## Exercise instructions
A. Answer these questions from the excerpt about the short-code lookup:
(i) What tool was used to set up the network trace?
(ii) How many rows did the table contain?
(iii) What did the code use to perform data operations?
B. Print the stretch of the excerpt about the short-code lookup from "Due to unrelated" through "be relatively easy.", with no changes.
C. For each statement, say yes or no depending on whether the excerpt about the short-code lookup agrees with it, and quote the words that decide it.
(i) The hashed value was kept in the database.
(ii) The lookup technique worked on the developers' own computers.
(iii) The uniqueidentifier had to be cast into a fixed-width char before hashing.

Someone had decided to implement this feature in the application code. When a content link was required, it was computed using .NET cryptography libraries and the result embedded into a URL string template for the user to share. The hashed value was not stored in the database, even though it was going to remain the same every time. And we would be paying heavily later for this oversight.

Now since the application had no way to identify the record directly by its short-code, the developers had to come up with a Rube Goldberg-esque contraption to retrieve it again. For this, they fetched the ID column for all the content records, ran the MD5 function on each row, truncated the result and compared it to the value given in the incoming request, until a match was found. The CS101 guys already know where we are getting at with this approach. Since everything is fast for small n, this technique worked flawlessly on the developers’ own computers. It was only when the application was deployed to production, and stayed there for a few months, that the performance bottlenecks began to show up.

Locating the bug itself was easy. I set up a network trace using WireShark, inspecting the queries between the application and the database server, and promptly proceeded to fall of the chair in disbelief.

After excluding essential communications such as handshakes and authorisation, the application was still receiving almost half a megabyte of data, split into 400 packets, for a table containing only 31,000 rows. All this activity before it could even begin looking for a match.

This was going to require some re-engineering to fix.

Due to unrelated reasons, our goal was only to reduce the amount of data being received from the database server with zero changes in the public API or modifications to the database tables. We could only change the application code and deploy a new build. This code was written to use ADO.NET and inline queries to perform data operations. So changing its behaviour was going to be relatively easy.

The first thing was to assemble a query that could generate the MD5 of an integer.

SELECT HASHBYTES('MD5', CAST([Article].[Id] AS CHAR(36))) AS [Hash]
FROM [Article]
WHERE [Article].[Id] = '6BA1CE84-FDB1-EA11-8269-C038960D1C7A';

Since the HASHBYTES function in T-SQL works only with char, nchar or binary data, the uniqueidentifier had to be cast into a fixed-width char. The output of this function was like so.

## Data excerpts

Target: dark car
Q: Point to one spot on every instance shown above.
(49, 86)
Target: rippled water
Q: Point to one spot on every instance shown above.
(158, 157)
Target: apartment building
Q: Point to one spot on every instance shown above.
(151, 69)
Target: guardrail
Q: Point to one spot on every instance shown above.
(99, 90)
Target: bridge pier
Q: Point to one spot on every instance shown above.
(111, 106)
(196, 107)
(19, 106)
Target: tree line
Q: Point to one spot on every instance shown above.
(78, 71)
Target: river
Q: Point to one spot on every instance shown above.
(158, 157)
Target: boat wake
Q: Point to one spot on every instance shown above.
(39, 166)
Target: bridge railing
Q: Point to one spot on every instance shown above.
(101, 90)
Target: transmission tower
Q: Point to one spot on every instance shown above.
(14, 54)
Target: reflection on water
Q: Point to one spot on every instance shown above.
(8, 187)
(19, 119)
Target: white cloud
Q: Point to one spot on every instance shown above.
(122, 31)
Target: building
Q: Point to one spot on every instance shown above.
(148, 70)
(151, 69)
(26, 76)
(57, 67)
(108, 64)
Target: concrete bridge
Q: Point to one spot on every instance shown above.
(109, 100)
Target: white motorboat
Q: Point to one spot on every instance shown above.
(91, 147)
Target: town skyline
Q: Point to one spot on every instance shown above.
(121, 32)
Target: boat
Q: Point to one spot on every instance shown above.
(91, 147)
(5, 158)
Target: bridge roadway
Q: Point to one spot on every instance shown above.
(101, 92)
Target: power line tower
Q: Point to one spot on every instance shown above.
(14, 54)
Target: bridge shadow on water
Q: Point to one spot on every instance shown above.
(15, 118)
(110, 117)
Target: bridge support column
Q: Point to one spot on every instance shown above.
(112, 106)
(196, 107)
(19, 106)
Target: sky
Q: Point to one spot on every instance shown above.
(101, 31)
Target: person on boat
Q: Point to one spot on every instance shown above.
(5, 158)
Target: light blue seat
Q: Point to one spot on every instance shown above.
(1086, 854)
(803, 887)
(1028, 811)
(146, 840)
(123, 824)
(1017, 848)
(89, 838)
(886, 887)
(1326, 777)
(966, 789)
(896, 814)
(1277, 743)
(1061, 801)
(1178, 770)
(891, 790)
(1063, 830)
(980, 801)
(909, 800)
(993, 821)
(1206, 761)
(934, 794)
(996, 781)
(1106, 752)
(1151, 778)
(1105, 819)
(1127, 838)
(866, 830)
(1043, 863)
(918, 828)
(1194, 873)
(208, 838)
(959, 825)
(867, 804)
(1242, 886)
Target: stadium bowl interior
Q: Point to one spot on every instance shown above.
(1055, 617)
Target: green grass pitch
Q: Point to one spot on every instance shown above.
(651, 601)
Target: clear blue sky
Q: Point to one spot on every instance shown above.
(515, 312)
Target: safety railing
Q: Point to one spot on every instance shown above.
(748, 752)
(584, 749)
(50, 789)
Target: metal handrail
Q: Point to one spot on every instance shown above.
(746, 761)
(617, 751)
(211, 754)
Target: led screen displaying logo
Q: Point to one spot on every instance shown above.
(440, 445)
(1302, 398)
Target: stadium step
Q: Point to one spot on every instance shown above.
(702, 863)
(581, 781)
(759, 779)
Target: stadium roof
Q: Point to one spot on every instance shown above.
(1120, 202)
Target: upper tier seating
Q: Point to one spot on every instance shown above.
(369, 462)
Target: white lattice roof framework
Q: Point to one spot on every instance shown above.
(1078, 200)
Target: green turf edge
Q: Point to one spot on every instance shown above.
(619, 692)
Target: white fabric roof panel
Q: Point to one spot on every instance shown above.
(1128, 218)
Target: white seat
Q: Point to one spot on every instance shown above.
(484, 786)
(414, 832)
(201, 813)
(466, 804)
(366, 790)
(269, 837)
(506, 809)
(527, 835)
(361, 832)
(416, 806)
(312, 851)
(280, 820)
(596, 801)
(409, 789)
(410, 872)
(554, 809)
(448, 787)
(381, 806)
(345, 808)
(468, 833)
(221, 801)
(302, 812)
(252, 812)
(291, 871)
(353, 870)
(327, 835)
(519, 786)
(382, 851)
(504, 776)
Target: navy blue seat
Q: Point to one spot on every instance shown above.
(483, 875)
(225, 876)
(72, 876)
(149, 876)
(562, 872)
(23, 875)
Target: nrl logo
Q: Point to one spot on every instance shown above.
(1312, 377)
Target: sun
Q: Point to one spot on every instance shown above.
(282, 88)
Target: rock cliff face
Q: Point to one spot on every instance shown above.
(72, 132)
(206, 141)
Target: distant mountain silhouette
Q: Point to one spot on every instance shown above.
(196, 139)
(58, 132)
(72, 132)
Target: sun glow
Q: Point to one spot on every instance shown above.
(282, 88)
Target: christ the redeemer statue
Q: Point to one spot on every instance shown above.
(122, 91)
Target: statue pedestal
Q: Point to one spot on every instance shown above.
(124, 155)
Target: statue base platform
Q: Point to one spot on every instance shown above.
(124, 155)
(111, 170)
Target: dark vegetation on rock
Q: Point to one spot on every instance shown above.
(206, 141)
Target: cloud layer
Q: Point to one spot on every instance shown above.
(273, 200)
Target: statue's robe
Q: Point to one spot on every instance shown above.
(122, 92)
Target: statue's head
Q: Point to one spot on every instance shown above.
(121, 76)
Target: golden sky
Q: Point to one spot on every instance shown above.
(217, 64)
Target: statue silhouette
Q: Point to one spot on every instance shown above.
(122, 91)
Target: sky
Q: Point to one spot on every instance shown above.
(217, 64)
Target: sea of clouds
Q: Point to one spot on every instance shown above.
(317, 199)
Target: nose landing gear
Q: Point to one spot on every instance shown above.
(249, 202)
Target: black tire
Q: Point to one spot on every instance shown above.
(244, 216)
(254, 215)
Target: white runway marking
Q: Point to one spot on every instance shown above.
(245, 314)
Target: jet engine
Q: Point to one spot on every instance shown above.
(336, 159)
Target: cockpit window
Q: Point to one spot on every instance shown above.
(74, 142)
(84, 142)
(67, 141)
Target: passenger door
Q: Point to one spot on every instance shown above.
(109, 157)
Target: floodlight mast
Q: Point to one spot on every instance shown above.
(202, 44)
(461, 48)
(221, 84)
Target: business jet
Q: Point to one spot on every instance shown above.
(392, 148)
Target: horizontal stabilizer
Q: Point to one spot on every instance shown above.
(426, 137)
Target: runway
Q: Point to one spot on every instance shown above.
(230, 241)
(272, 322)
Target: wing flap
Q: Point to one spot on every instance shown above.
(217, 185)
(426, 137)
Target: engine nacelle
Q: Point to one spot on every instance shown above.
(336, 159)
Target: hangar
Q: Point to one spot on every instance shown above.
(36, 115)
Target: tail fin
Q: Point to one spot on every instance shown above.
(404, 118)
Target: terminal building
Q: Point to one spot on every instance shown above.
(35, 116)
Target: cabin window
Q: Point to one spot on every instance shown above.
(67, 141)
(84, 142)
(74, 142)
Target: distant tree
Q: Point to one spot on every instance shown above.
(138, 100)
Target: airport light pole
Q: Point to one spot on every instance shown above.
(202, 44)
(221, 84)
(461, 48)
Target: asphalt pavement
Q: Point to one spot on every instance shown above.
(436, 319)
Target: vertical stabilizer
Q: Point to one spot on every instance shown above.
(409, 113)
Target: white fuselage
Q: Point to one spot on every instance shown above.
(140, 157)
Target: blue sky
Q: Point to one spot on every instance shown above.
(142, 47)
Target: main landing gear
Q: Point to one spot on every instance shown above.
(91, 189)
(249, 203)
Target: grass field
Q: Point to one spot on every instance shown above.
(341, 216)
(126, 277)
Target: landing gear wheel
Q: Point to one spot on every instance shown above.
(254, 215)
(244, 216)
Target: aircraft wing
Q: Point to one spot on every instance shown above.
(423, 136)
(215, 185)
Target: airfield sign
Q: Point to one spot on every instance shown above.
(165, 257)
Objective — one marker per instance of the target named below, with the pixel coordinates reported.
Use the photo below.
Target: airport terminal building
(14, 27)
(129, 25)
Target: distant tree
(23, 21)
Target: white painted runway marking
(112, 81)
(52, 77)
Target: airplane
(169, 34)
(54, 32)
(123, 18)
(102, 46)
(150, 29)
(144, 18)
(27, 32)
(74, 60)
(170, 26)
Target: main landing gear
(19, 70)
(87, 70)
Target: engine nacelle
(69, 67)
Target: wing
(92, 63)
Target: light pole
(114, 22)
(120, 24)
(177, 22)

## Answers provided
A.
(i) WireShark
(ii) 31,000
(iii) ADO.NET and inline queries

B.
Due to unrelated reasons, our goal was only to reduce the amount of data being received from the database server with zero changes in the public API or modifications to the database tables. We could only change the application code and deploy a new build. This code was written to use ADO.NET and inline queries to perform data operations. So changing its behaviour was going to be relatively easy.

C.
(i) No: "The hashed value was not stored in the database, even though it was going to remain the same every time."
(ii) Yes: "this technique worked flawlessly on the developers’ own computers."
(iii) Yes: "the uniqueidentifier had to be cast into a fixed-width char."